• **Exercise brief**
Please give the data again in full, exactly as it reads.

• **Record set**
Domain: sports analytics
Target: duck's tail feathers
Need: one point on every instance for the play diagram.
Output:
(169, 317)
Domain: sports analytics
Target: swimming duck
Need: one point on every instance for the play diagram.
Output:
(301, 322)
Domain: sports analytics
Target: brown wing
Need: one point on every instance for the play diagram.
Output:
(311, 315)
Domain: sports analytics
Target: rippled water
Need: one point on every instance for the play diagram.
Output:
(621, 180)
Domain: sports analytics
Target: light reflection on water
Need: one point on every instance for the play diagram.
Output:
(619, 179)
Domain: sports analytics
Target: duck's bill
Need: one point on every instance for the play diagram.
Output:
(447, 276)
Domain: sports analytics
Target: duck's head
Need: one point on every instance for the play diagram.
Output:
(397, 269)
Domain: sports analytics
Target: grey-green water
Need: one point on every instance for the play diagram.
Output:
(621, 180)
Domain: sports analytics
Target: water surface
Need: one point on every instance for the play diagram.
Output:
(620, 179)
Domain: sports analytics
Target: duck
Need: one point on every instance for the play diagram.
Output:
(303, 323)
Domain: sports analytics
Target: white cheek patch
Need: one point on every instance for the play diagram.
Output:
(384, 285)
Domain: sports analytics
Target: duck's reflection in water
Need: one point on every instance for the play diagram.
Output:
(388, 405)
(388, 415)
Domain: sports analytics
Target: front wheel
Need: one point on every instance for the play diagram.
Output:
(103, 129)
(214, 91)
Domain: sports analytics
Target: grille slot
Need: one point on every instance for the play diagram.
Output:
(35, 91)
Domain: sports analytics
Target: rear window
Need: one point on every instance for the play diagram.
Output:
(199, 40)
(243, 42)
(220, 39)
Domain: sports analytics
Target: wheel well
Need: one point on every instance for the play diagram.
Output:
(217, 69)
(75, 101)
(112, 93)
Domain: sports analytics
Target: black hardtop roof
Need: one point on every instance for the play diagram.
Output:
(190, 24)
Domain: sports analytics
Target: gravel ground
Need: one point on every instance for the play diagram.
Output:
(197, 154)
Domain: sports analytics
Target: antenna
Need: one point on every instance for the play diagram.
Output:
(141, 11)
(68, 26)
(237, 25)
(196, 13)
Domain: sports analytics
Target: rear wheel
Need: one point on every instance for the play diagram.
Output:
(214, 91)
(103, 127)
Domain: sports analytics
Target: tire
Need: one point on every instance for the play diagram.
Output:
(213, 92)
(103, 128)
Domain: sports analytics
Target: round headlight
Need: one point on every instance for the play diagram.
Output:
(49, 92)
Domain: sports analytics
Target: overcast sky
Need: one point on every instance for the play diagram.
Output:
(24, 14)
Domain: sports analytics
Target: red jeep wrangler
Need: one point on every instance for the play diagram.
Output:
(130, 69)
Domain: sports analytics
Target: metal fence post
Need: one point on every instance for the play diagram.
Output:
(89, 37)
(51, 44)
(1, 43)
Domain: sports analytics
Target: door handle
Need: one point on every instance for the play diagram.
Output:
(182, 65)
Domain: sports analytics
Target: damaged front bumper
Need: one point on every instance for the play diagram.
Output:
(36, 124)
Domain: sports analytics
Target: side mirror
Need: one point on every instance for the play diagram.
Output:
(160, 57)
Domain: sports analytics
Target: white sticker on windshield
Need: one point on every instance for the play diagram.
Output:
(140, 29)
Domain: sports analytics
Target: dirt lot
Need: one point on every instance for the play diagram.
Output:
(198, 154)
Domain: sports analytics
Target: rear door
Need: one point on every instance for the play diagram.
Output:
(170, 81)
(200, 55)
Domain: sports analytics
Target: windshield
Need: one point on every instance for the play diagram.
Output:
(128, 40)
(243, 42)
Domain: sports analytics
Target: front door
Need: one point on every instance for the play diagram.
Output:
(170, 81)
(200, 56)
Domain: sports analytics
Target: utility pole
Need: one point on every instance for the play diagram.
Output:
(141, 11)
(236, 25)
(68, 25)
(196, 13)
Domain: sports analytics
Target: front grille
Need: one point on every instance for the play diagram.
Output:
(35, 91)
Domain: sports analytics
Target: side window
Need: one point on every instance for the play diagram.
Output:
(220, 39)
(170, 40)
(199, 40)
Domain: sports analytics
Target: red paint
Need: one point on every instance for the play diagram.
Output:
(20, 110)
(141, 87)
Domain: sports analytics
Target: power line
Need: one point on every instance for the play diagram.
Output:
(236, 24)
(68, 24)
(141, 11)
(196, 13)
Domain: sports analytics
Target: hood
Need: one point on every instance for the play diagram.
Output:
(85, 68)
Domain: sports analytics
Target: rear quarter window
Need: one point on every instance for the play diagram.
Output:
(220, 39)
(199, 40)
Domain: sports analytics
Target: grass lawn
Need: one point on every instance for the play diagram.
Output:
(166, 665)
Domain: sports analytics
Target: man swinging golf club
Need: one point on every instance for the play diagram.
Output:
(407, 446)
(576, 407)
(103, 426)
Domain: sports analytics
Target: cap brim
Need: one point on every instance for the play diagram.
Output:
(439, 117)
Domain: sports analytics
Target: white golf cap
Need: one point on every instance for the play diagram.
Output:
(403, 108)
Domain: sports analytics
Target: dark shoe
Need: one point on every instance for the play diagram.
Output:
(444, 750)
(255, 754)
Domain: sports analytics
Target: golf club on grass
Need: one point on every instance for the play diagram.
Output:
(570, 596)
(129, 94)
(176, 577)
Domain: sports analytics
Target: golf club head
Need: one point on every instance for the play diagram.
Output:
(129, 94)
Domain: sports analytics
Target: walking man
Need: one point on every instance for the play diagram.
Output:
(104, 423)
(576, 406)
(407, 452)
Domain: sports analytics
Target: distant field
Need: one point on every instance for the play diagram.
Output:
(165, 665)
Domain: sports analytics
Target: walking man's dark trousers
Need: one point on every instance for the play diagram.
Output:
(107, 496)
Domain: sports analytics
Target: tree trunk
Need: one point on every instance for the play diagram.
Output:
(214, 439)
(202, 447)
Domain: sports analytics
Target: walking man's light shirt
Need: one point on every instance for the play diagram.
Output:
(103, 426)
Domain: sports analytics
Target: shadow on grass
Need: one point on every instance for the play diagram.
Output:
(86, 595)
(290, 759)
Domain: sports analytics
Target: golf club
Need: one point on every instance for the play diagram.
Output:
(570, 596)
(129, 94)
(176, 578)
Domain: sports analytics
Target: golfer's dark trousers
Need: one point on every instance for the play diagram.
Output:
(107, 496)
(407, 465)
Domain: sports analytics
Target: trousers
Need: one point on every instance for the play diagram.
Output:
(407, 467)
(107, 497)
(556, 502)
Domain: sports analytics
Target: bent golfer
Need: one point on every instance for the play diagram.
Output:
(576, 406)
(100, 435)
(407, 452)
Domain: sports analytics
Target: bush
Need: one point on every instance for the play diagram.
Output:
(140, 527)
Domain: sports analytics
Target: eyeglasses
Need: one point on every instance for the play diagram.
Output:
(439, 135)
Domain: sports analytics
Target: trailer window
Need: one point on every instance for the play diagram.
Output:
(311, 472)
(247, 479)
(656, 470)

• **Task result**
Domain: sports analytics
Target: duck's tail feathers
Need: one point on every instance for the play diagram.
Output:
(169, 317)
Domain: sports analytics
Target: swimming duck
Need: one point on every instance for the play diagram.
Output:
(301, 322)
Domain: sports analytics
Target: brown wing
Need: one point on every instance for the play diagram.
Output:
(311, 315)
Domain: sports analytics
Target: rippled water
Need: one point on every instance for the play diagram.
Output:
(621, 180)
Domain: sports analytics
Target: light reflection on water
Need: one point on every instance for the play diagram.
Output:
(619, 179)
Domain: sports analytics
Target: duck's bill
Need: one point on every instance for the play diagram.
Output:
(447, 276)
Domain: sports analytics
Target: duck's head
Need: one point on every instance for the play diagram.
Output:
(397, 269)
Domain: sports analytics
Target: grey-green water
Need: one point on every instance for the play diagram.
Output:
(621, 180)
Domain: sports analytics
Target: water surface
Need: one point on every instance for the play diagram.
Output:
(620, 179)
Domain: sports analytics
Target: duck
Need: one point on every instance for the play diagram.
Output:
(303, 323)
Domain: sports analytics
Target: white cheek patch
Need: one point on every instance for the play diagram.
Output:
(384, 285)
Domain: sports analytics
Target: duck's reflection in water
Need: one point on every instance for the play diagram.
Output:
(388, 405)
(388, 415)
Domain: sports analytics
Target: front wheel
Need: one point on every instance for the play diagram.
Output:
(103, 129)
(214, 91)
Domain: sports analytics
Target: grille slot
Need: one point on every instance for the play diagram.
Output:
(35, 91)
Domain: sports analytics
Target: rear window
Need: one point on every instance for the play diagram.
Output:
(199, 40)
(243, 42)
(220, 39)
Domain: sports analytics
Target: wheel well
Need: one point on every instance for the play diagram.
Output:
(217, 69)
(75, 101)
(112, 93)
Domain: sports analytics
Target: black hardtop roof
Need: one point on every instance for the play diagram.
Output:
(190, 24)
Domain: sports analytics
Target: gravel ground
Need: one point on every instance for the play diagram.
Output:
(197, 154)
Domain: sports analytics
Target: antenna
Need: one point on every instance for the play diagram.
Output:
(141, 11)
(68, 26)
(237, 25)
(196, 13)
Domain: sports analytics
Target: rear wheel
Need: one point on every instance for the play diagram.
Output:
(214, 91)
(103, 127)
Domain: sports analytics
Target: tire
Need: one point on every instance for the play diagram.
Output:
(213, 92)
(103, 128)
Domain: sports analytics
Target: round headlight
Need: one point on every instance for the play diagram.
Output:
(49, 92)
Domain: sports analytics
Target: overcast sky
Need: one point on every instance for the play diagram.
Output:
(24, 14)
Domain: sports analytics
Target: red jeep wrangler
Need: one point on every instance for the play diagram.
Output:
(130, 69)
Domain: sports analytics
Target: metal fence post
Need: one point on every instance for the play diagram.
Output:
(89, 37)
(51, 44)
(1, 43)
Domain: sports analytics
Target: door handle
Need: one point on every instance for the play diagram.
Output:
(182, 65)
Domain: sports analytics
Target: damaged front bumper
Need: one point on every instance for the play diagram.
Output:
(36, 124)
Domain: sports analytics
Target: side mirror
Need: one point on every instance for the play diagram.
Output:
(160, 57)
Domain: sports analytics
Target: white sticker on windshield
Need: one point on every instance for the play diagram.
Output:
(140, 29)
Domain: sports analytics
Target: dirt lot
Need: one point on every instance for the play diagram.
Output:
(198, 154)
Domain: sports analytics
Target: rear door
Need: one point on every instance for the play diagram.
Output:
(170, 81)
(200, 55)
Domain: sports analytics
Target: windshield
Need: one point on every instance for the play diagram.
Output:
(128, 40)
(243, 42)
Domain: sports analytics
Target: front door
Need: one point on every instance for the play diagram.
Output:
(170, 81)
(200, 56)
Domain: sports analytics
Target: utility pole
Need: one point on every instance for the play diagram.
Output:
(141, 11)
(236, 25)
(68, 25)
(196, 13)
Domain: sports analytics
Target: front grille
Need: one point on every instance for the play diagram.
Output:
(35, 91)
Domain: sports analytics
Target: side window
Need: one point on every instance for the play diagram.
Output:
(220, 39)
(170, 40)
(199, 40)
Domain: sports analytics
Target: red paint
Need: one point on every instance for the play diagram.
Output:
(20, 110)
(141, 87)
Domain: sports analytics
Target: power line
Need: one point on every instance for the play diagram.
Output:
(236, 24)
(68, 24)
(141, 11)
(196, 13)
Domain: sports analytics
Target: hood
Need: one point on every instance for the play diagram.
Output:
(85, 68)
Domain: sports analytics
Target: rear quarter window
Need: one point on every instance for the play diagram.
Output:
(220, 39)
(199, 40)
Domain: sports analytics
Target: grass lawn
Need: one point on every instance for the play diagram.
Output:
(166, 665)
Domain: sports analytics
Target: man swinging golf club
Need: one point on every instance for the play diagram.
Output:
(407, 446)
(576, 407)
(103, 426)
Domain: sports analytics
Target: cap brim
Need: one point on every instance for the play diagram.
Output:
(439, 117)
Domain: sports analytics
Target: white golf cap
Need: one point on every instance for the play diagram.
Output:
(403, 108)
Domain: sports analytics
Target: dark shoe
Need: one point on every instance for the play diagram.
Output:
(444, 750)
(255, 754)
Domain: sports analytics
Target: golf club on grass
Need: one point on every instance for the play diagram.
Output:
(570, 596)
(129, 94)
(176, 577)
Domain: sports analytics
Target: golf club head
Need: one point on every instance for the play diagram.
Output:
(129, 94)
Domain: sports analytics
Target: walking man
Need: one point on every instance for the play diagram.
Output:
(104, 423)
(576, 406)
(407, 452)
Domain: sports analytics
Target: distant field
Need: one point on every instance for the play diagram.
Output:
(165, 665)
Domain: sports analytics
Target: walking man's dark trousers
Need: one point on every instance for the play diagram.
Output:
(107, 496)
Domain: sports analytics
Target: tree trunk
Need: one point on every instance for the play diagram.
Output:
(214, 439)
(202, 447)
Domain: sports analytics
Target: walking man's light shirt
Need: one point on every instance for the play diagram.
Output:
(103, 426)
Domain: sports analytics
Target: shadow on grass
Need: one point on every instance for the play diagram.
Output:
(86, 595)
(290, 759)
Domain: sports analytics
Target: golf club
Need: one point on every instance for the play diagram.
Output:
(570, 596)
(129, 94)
(176, 578)
Domain: sports analytics
Target: golfer's dark trousers
Need: one point on every instance for the play diagram.
Output:
(107, 496)
(407, 465)
Domain: sports analytics
Target: trousers
Need: one point on every instance for the play diagram.
Output:
(407, 467)
(107, 497)
(556, 502)
Domain: sports analytics
Target: bent golfer
Need: one point on every instance for the play diagram.
Output:
(576, 406)
(100, 435)
(407, 452)
Domain: sports analytics
Target: bush
Need: one point on every instance for the play diagram.
Output:
(140, 527)
Domain: sports analytics
Target: eyeglasses
Need: one point on every instance for the play diagram.
Output:
(439, 135)
Domain: sports analytics
Target: trailer window
Need: one point on every instance for the play diagram.
Output:
(311, 472)
(247, 479)
(656, 470)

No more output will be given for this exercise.